§ Request: Copy word for word the stretch of lines below, from the very first line through the line that contains "positive clicks: (561, 424) (560, 428)", including both ends.

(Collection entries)
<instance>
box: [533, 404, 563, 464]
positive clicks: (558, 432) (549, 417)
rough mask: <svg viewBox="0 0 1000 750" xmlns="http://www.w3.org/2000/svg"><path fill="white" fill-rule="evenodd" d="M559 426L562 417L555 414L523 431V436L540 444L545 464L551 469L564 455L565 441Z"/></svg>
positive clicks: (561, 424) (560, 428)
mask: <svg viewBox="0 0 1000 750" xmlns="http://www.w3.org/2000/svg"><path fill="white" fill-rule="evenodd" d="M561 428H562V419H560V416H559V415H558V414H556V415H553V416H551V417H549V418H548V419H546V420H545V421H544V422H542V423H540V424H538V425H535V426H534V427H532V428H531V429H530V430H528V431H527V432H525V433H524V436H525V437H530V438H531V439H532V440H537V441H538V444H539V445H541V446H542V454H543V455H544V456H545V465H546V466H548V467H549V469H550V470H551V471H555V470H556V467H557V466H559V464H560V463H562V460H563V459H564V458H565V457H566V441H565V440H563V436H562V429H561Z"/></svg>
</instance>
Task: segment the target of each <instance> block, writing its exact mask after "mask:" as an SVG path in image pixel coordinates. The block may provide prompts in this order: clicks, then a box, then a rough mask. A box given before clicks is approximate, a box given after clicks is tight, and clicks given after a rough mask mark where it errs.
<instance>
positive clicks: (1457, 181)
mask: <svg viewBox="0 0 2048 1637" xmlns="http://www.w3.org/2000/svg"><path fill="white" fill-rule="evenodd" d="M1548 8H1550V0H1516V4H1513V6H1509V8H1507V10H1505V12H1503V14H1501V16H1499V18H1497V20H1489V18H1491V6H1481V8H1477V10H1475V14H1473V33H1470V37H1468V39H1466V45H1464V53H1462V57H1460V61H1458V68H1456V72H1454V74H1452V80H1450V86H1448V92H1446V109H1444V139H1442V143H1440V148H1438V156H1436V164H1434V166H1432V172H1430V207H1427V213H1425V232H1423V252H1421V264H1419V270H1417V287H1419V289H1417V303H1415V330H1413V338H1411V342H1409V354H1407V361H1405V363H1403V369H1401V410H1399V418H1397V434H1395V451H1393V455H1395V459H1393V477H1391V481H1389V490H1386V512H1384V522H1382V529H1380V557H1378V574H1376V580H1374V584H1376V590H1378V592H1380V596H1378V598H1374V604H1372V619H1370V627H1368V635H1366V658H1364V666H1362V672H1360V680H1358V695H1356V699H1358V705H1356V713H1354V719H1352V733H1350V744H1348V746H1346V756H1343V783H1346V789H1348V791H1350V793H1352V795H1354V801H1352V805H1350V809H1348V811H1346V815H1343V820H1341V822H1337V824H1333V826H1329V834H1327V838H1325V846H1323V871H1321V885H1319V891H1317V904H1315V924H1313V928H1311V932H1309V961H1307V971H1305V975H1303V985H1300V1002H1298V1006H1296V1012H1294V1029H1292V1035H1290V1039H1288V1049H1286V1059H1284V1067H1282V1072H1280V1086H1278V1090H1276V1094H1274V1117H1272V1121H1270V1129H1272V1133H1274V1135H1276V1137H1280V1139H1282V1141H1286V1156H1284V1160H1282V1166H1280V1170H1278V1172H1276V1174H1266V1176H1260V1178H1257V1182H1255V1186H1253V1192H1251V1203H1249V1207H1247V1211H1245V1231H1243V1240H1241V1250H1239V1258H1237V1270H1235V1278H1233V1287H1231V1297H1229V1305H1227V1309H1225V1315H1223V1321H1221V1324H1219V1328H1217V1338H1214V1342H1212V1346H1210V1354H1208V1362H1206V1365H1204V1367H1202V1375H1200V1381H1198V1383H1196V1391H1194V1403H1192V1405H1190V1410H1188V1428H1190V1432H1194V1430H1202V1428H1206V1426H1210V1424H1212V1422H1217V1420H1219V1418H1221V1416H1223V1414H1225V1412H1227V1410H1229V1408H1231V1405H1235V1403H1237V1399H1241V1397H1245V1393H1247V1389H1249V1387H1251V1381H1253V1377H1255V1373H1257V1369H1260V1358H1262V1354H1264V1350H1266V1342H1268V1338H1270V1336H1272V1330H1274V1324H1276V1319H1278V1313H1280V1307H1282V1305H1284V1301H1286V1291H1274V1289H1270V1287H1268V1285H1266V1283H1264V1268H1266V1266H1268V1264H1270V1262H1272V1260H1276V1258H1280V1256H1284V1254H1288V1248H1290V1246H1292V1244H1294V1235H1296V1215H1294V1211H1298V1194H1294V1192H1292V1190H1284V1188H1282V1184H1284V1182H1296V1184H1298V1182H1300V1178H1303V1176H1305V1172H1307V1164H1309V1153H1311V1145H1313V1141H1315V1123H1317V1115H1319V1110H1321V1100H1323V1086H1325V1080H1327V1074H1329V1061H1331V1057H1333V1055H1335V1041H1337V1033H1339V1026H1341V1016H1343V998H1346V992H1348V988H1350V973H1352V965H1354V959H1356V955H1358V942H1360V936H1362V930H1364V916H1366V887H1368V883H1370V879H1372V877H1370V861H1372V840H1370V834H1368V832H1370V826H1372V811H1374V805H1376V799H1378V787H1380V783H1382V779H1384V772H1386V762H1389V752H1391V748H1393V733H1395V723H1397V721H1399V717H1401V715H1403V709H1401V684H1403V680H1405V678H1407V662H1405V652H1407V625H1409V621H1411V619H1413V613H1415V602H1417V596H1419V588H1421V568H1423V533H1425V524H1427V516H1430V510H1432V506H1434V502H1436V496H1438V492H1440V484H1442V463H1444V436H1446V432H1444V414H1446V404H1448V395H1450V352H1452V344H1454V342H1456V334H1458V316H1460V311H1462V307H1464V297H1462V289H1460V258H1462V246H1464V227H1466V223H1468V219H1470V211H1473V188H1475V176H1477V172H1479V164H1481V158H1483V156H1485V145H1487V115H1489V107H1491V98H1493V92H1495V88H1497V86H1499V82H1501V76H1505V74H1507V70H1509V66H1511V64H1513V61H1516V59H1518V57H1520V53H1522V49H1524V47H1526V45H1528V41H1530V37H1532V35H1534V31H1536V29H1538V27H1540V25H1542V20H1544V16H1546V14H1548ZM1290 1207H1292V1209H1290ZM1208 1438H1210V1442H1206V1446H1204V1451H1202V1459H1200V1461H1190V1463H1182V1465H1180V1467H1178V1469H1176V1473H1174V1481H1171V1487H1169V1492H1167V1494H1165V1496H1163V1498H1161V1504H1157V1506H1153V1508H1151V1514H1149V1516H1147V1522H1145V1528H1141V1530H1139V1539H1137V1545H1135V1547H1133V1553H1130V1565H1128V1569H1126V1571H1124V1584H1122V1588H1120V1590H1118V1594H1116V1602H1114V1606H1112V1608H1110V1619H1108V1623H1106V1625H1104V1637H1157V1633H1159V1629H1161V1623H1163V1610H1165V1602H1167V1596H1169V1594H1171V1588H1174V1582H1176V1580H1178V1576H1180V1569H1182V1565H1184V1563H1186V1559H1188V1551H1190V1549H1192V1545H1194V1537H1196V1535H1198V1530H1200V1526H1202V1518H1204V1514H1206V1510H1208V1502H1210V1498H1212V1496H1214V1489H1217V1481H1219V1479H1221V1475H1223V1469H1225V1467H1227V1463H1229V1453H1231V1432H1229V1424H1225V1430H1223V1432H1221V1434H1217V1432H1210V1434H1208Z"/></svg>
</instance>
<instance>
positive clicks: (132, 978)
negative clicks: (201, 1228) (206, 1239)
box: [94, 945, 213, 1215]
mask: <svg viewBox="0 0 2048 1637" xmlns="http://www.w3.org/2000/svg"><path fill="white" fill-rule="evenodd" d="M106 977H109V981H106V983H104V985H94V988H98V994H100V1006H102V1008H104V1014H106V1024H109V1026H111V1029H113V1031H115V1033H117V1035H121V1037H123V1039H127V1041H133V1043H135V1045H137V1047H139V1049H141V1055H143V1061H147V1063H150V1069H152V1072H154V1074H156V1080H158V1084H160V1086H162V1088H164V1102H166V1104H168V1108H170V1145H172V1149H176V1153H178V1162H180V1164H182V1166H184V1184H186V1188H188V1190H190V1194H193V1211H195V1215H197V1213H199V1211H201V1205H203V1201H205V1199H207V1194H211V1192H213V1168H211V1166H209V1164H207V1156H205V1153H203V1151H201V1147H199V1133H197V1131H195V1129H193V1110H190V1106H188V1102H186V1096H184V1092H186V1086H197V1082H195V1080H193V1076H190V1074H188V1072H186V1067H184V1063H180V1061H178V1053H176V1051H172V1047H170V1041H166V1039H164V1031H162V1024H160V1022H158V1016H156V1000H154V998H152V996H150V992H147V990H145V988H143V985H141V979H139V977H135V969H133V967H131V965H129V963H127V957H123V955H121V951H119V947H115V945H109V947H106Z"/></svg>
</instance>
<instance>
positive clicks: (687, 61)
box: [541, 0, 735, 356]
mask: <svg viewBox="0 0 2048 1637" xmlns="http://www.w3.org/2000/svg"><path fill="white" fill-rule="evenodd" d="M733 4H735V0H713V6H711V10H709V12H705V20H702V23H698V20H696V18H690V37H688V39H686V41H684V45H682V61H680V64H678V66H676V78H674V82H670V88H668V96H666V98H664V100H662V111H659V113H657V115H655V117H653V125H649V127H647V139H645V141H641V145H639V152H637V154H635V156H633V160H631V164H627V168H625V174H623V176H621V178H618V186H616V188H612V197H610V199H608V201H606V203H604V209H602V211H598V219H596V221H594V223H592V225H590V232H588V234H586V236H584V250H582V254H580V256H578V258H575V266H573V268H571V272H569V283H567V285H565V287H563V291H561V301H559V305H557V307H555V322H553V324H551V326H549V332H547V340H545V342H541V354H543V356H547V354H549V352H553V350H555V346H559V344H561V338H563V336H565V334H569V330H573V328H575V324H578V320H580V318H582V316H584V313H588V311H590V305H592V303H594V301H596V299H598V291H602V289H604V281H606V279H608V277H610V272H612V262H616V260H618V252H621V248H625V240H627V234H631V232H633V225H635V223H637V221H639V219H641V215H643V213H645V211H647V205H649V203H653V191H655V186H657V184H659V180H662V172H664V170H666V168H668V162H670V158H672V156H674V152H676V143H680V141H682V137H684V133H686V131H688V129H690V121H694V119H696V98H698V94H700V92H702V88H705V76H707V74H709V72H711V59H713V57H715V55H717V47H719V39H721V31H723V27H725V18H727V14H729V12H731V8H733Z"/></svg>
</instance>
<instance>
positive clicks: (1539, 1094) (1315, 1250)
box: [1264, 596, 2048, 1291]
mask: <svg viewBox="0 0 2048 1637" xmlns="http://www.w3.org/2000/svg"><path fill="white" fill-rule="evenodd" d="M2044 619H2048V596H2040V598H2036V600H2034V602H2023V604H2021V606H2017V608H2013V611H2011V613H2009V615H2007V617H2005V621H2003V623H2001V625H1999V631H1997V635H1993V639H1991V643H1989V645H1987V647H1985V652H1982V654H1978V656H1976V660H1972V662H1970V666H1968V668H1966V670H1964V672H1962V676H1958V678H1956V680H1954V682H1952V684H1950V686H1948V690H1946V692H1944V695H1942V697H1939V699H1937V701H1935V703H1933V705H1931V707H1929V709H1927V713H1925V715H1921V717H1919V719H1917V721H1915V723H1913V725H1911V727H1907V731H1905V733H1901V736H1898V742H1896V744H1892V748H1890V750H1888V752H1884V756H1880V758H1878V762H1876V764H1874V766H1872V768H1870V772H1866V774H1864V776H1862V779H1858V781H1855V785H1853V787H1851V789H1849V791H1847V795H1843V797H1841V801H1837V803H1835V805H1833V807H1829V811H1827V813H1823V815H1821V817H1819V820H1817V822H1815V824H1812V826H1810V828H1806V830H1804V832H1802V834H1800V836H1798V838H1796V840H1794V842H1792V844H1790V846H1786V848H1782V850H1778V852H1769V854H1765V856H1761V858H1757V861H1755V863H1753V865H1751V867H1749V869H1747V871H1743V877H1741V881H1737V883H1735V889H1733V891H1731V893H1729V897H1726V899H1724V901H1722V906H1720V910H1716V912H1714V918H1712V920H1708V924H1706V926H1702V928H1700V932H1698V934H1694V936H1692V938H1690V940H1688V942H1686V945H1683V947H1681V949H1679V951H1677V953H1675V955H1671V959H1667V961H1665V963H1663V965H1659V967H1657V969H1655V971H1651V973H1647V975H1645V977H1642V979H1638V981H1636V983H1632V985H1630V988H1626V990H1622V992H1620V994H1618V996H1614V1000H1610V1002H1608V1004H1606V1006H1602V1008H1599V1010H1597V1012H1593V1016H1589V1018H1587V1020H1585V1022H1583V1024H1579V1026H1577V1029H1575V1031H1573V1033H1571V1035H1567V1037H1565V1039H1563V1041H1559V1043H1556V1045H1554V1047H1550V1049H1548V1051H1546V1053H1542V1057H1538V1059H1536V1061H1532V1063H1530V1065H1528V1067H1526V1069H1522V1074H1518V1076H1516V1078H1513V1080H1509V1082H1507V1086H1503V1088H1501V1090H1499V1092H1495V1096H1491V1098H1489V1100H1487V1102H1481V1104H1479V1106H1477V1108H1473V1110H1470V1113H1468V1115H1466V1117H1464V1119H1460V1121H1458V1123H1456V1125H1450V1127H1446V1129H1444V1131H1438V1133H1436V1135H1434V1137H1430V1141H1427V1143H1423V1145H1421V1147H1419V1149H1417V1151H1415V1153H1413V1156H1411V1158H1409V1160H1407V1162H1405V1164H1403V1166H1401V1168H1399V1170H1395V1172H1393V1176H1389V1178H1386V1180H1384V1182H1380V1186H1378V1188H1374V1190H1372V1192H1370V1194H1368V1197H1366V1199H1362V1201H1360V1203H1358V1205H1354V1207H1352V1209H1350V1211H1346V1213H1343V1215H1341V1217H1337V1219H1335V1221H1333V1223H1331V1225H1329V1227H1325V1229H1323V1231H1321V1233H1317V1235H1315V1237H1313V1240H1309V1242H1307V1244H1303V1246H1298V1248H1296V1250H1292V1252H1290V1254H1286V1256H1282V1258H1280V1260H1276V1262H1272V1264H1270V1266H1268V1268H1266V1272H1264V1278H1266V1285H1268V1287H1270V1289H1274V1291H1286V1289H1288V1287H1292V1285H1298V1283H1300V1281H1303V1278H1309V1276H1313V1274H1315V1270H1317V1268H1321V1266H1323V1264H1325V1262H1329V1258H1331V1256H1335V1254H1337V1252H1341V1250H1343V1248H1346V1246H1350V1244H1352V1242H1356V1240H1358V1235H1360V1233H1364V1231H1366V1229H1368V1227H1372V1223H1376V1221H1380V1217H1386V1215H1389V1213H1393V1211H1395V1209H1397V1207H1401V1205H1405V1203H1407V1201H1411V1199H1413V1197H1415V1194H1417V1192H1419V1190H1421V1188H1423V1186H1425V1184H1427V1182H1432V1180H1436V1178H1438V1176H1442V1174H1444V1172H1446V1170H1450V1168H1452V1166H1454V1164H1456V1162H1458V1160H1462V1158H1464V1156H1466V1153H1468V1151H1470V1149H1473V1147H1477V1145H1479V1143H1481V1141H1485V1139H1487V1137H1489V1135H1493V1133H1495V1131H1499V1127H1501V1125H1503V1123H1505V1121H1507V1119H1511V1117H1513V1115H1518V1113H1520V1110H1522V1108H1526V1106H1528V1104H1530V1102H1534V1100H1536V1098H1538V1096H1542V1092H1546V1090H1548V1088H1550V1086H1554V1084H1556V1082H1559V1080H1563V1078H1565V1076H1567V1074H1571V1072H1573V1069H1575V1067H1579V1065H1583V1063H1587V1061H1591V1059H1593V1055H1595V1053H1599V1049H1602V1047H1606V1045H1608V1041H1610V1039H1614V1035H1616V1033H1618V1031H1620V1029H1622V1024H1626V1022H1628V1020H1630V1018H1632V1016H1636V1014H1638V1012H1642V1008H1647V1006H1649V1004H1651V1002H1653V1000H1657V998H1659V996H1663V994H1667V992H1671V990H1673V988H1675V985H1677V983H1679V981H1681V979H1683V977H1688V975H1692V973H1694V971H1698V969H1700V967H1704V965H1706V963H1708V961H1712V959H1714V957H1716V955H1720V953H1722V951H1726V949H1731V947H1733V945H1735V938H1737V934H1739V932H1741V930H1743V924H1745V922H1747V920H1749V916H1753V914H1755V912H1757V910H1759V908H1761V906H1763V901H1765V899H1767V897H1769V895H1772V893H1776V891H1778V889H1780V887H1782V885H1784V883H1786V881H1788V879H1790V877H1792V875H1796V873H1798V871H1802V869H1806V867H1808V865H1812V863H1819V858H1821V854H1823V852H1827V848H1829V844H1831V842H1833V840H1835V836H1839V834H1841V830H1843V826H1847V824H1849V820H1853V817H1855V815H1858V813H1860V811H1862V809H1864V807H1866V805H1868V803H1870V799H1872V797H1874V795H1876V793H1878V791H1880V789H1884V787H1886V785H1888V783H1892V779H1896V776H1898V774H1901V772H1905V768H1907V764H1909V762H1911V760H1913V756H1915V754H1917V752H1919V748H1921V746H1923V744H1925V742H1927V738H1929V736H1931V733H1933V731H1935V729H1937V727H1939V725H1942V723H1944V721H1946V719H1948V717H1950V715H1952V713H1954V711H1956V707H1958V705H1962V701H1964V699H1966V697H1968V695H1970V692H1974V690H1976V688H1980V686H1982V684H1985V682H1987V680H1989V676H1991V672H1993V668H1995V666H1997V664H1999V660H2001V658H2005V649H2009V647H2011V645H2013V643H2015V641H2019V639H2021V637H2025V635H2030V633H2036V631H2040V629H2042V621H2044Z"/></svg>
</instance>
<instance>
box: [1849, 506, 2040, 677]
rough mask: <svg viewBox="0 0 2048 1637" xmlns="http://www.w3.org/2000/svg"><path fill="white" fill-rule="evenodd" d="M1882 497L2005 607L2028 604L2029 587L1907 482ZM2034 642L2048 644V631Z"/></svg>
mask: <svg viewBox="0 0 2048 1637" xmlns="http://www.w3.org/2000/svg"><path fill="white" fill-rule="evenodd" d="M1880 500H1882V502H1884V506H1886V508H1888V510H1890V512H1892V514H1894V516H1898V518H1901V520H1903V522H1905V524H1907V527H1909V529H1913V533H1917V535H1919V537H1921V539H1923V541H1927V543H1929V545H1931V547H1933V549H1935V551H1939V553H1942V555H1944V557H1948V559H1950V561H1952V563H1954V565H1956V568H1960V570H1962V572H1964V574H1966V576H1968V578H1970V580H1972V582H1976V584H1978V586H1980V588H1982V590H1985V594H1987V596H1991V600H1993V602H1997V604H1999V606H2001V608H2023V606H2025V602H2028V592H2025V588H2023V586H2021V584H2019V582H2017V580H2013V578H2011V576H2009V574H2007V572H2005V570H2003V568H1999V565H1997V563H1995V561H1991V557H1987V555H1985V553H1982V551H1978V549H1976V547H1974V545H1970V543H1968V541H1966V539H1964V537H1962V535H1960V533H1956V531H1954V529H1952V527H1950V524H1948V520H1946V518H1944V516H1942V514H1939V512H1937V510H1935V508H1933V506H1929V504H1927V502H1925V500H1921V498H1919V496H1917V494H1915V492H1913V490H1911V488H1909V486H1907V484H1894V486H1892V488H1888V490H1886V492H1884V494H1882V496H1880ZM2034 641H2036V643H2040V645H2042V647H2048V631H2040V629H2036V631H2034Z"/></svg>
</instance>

§ Answer area:
<instance>
box: [533, 404, 563, 464]
positive clicks: (558, 432) (549, 417)
rough mask: <svg viewBox="0 0 1000 750" xmlns="http://www.w3.org/2000/svg"><path fill="white" fill-rule="evenodd" d="M559 426L562 417L555 414L523 431V436L540 444L545 464L551 469L564 455L565 441Z"/></svg>
positive clicks: (561, 424) (560, 428)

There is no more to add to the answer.